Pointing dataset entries
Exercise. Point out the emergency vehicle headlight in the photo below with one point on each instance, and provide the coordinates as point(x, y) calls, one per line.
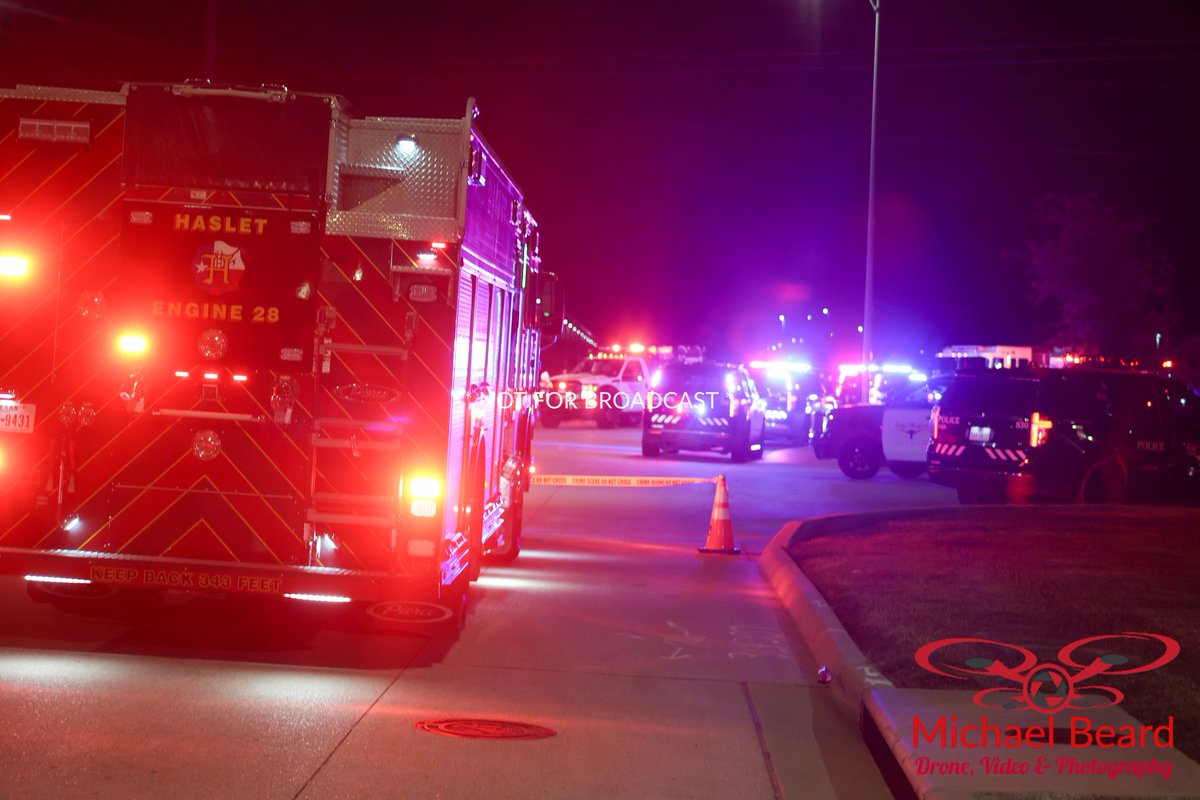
point(425, 488)
point(132, 343)
point(13, 266)
point(424, 507)
point(406, 144)
point(1039, 428)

[What is needed]: Format the entries above as a two-column CSV with the header columns "prompt" and "points," one row per entry, putting each field in double quotes and replacing line breaks with spaces. Leave the pictures out.

[Output]:
prompt,points
"Exercise. Point out the emergency vehicle headlight in the photo below with one point on each instance, and provide the coordinates as point(x, y) calls, one per line.","point(425, 488) point(132, 343) point(13, 266) point(424, 507) point(406, 144) point(1039, 428)"